··· Exercise input

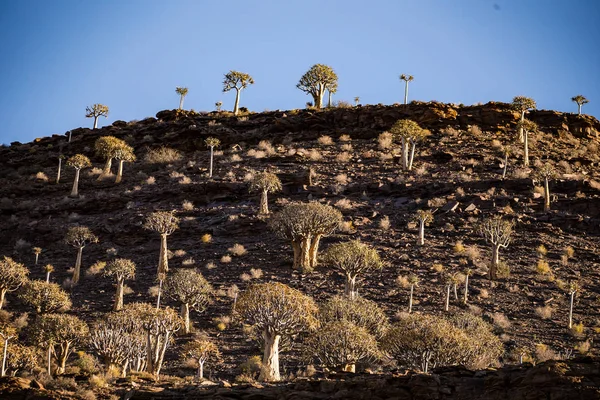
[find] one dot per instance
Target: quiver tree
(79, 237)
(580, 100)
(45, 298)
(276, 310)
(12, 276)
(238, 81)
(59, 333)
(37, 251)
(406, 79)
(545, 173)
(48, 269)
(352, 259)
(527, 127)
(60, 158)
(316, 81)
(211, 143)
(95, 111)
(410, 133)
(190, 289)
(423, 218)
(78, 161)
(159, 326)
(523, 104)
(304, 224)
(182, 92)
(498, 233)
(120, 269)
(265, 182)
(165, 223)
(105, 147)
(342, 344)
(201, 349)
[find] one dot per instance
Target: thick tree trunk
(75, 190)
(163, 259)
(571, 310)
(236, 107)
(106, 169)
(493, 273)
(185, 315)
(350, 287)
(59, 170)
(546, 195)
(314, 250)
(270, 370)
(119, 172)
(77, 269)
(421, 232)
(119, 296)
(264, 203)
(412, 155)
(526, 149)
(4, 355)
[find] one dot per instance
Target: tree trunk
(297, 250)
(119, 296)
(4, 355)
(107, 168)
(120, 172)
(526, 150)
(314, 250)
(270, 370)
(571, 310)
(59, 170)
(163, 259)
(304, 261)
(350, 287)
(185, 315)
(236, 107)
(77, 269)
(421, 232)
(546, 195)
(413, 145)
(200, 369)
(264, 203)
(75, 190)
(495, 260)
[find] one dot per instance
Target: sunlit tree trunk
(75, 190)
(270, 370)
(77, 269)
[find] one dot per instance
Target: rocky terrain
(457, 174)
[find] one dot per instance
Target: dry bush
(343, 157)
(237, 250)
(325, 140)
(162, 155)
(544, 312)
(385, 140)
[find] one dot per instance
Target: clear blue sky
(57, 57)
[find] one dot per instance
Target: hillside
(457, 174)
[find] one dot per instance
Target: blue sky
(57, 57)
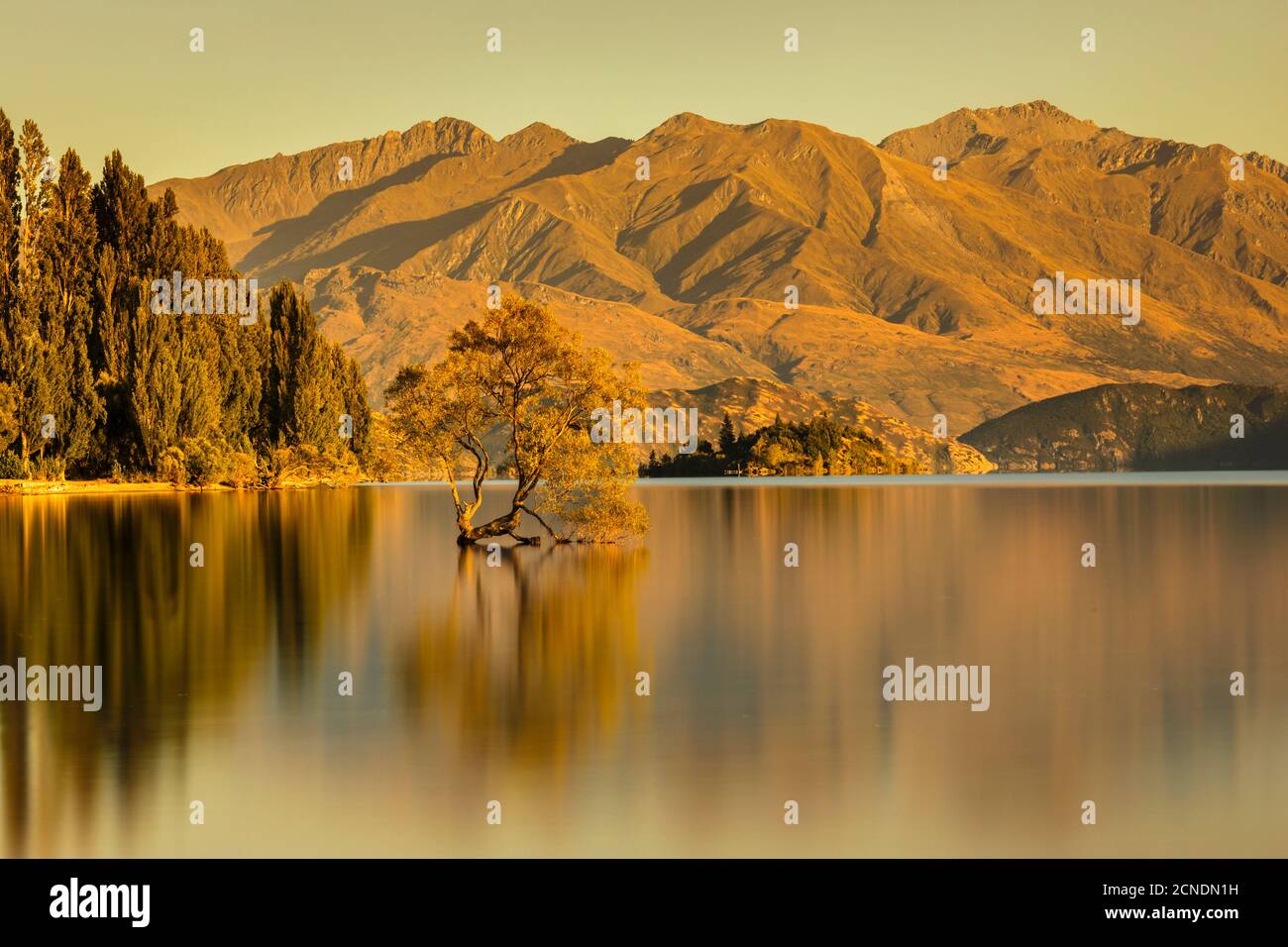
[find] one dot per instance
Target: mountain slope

······

## Required action:
When a line carries an image, skip the image and repeat everything else above exactly as written.

## Solution to the exercise:
[find] one dot per instance
Target: quiver tree
(79, 237)
(580, 100)
(45, 298)
(276, 310)
(12, 276)
(238, 81)
(59, 333)
(37, 251)
(406, 79)
(545, 173)
(48, 269)
(352, 259)
(527, 127)
(60, 158)
(316, 81)
(211, 143)
(95, 111)
(410, 133)
(190, 289)
(423, 218)
(78, 161)
(159, 326)
(523, 104)
(304, 224)
(182, 92)
(498, 233)
(120, 269)
(265, 182)
(165, 223)
(105, 147)
(342, 344)
(201, 349)
[find] one dot per instance
Target: thick tree trunk
(75, 190)
(163, 259)
(571, 310)
(236, 107)
(106, 169)
(493, 273)
(185, 315)
(350, 287)
(59, 170)
(546, 195)
(314, 250)
(270, 370)
(119, 172)
(77, 269)
(421, 232)
(119, 296)
(264, 203)
(412, 155)
(526, 149)
(4, 355)
[find] one dot per instance
Target: tree trunk
(297, 250)
(119, 296)
(4, 355)
(107, 168)
(120, 172)
(526, 150)
(314, 250)
(270, 370)
(571, 310)
(59, 170)
(163, 259)
(304, 261)
(350, 287)
(185, 315)
(236, 107)
(77, 269)
(421, 232)
(546, 195)
(413, 145)
(200, 369)
(264, 203)
(75, 190)
(495, 260)
[find] one dot per instance
Target: sunlit tree trunk
(75, 190)
(270, 370)
(77, 269)
[find] one dot per instance
Target: rocky terrain
(457, 174)
[find] one dot per instance
Target: dry bush
(343, 157)
(237, 250)
(325, 140)
(162, 155)
(544, 312)
(385, 140)
[find] one dot per instance
Target: clear blue sky
(57, 57)
[find] one dot per instance
Target: hillside
(457, 174)
[find] one dot per instance
Target: blue sky
(57, 57)
[find] one dot per instance
Target: mountain slope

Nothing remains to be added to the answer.